He uses one of Métier’s most popular beers, MBC Pale Ale, as an example. The brewery first developed the beer to benefit a local nonprofit, the Major Taylor Organization, which provides bicycles and cycling programs to children in King and Pierce counties, allowing them to better explore their cities. The beer’s label art by local artist Damon Brown depicts Major Taylor, the Black cyclist who was world champion in 1899. Sales helped the nonprofit purchase a van to transport those bikes.
“It’s identifying a need, a goal, and then tying that to something we’re brewing,” Dillingham says. “Let’s tie this story to this historical figure and this mission to what these kids need.”
Not only does the beer tell a story beyond the liquid, but the pale ale recipe itself was brewed to not be overly bitter or too high in ABV, choices meant to endear it to a wide range of drinkers and cycling fans.
However, those intentions to connect to more people depend on making delicious beer, and Métier is doing that. Beyond earning a strong reputation within Seattle’s high-quality beer scene, the brewery has won medals at the competitive Washington Beer Awards for its wheat beer, coconut porter, and Belgian golden strong ale.
“They don’t specialize in any particular style … so it’s hard to call out a single beer that they’re known for, but all their beers are solid, and it’s a very comfortable, welcoming atmosphere there,” says Rachael Engel, head brewer at neighboring Bosk Brew Works, who collaborated with Métier on a rauchbier in 2020. “I’ve had their beer, and it’s all excellent. The community here certainly respects them.”
“Build Stronger Communities”
For Hines, who worked for years in the area of corporate citizenship, every business decision is a chance to support other Black-owned businesses and organizations.

§ **Material provided**:
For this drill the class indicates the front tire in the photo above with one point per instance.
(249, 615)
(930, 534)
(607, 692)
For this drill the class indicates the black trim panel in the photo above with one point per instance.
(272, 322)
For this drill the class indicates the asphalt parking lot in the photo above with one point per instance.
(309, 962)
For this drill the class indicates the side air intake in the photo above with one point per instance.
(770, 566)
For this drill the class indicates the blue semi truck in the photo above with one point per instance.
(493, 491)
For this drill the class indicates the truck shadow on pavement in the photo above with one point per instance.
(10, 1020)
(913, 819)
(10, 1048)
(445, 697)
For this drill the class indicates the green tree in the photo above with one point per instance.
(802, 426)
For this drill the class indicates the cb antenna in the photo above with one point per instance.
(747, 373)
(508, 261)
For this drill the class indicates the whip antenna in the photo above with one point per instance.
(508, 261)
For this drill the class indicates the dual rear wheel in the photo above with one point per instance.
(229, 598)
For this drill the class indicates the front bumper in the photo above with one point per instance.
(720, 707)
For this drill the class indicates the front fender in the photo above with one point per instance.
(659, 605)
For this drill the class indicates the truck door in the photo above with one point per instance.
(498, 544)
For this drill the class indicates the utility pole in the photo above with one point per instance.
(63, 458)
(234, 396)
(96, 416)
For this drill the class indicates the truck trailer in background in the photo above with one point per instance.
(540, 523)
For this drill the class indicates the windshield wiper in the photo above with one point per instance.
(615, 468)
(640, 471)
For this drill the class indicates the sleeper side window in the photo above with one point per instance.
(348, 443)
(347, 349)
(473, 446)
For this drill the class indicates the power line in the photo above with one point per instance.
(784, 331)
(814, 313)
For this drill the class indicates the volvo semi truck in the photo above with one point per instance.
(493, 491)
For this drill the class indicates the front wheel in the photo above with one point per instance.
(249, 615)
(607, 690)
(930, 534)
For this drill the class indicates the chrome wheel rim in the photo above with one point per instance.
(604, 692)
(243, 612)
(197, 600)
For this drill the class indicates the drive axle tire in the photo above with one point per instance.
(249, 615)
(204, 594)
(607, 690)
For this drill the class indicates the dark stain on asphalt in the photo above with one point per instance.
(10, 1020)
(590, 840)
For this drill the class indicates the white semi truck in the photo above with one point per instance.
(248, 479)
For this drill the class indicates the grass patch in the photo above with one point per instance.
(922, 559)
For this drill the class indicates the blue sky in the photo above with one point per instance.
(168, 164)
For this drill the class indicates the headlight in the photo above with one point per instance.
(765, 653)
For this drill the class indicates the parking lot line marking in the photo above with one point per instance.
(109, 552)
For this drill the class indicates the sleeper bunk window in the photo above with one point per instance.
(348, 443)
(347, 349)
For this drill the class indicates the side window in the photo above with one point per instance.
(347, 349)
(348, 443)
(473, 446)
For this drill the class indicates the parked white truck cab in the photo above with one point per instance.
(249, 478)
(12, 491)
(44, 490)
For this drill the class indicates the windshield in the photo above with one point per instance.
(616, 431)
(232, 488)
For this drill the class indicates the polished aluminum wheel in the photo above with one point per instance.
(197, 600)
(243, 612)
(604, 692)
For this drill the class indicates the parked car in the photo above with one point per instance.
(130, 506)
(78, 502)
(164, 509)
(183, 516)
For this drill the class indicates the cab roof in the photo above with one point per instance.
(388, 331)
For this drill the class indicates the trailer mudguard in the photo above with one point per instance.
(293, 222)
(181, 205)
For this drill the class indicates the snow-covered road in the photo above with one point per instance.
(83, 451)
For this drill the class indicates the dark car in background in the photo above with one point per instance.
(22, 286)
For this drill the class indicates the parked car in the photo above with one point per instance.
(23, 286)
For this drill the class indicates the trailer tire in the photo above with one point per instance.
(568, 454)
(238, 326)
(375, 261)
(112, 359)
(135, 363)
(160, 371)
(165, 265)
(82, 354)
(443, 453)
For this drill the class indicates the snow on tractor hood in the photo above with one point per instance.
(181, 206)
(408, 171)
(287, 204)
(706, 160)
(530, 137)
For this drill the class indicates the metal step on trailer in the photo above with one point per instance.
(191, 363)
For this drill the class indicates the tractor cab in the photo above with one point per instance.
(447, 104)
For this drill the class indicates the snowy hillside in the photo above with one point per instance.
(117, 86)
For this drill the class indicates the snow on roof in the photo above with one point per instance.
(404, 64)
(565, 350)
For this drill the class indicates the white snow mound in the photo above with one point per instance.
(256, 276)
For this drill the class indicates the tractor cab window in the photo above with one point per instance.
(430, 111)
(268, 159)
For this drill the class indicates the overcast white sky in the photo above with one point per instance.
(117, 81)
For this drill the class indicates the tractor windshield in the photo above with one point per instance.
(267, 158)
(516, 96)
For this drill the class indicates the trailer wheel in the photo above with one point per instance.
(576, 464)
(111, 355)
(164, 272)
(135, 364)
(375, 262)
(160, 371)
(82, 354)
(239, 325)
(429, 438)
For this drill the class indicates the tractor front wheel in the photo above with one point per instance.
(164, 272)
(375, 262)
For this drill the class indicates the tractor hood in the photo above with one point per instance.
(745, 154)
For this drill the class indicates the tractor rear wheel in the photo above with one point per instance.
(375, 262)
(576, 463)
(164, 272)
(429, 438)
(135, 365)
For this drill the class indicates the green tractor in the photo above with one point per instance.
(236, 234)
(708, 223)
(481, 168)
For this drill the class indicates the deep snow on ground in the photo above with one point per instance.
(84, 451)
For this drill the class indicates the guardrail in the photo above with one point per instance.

§ **Required actions**:
(a) Return the part of the excerpt about Métier starting at "He uses one" and ending at "transport those bikes.".
(b) Answer these questions from the excerpt about Métier:
(i) Who created the label art for MBC Pale Ale?
(ii) In what year did Rachael Engel collaborate with Métier on a rauchbier?
(iii) In what area did Hines work for years?
(c) According to the excerpt about Métier, which beers won the brewery medals at the Washington Beer Awards?
You won't need the entries to answer anything about the excerpt about Métier.

§ **Expected results**:
(a)
He uses one of Métier’s most popular beers, MBC Pale Ale, as an example. The brewery first developed the beer to benefit a local nonprofit, the Major Taylor Organization, which provides bicycles and cycling programs to children in King and Pierce counties, allowing them to better explore their cities. The beer’s label art by local artist Damon Brown depicts Major Taylor, the Black cyclist who was world champion in 1899. Sales helped the nonprofit purchase a van to transport those bikes.

(b)
(i) Damon Brown
(ii) 2020
(iii) Corporate citizenship

(c) Wheat beer, coconut porter, and Belgian golden strong ale.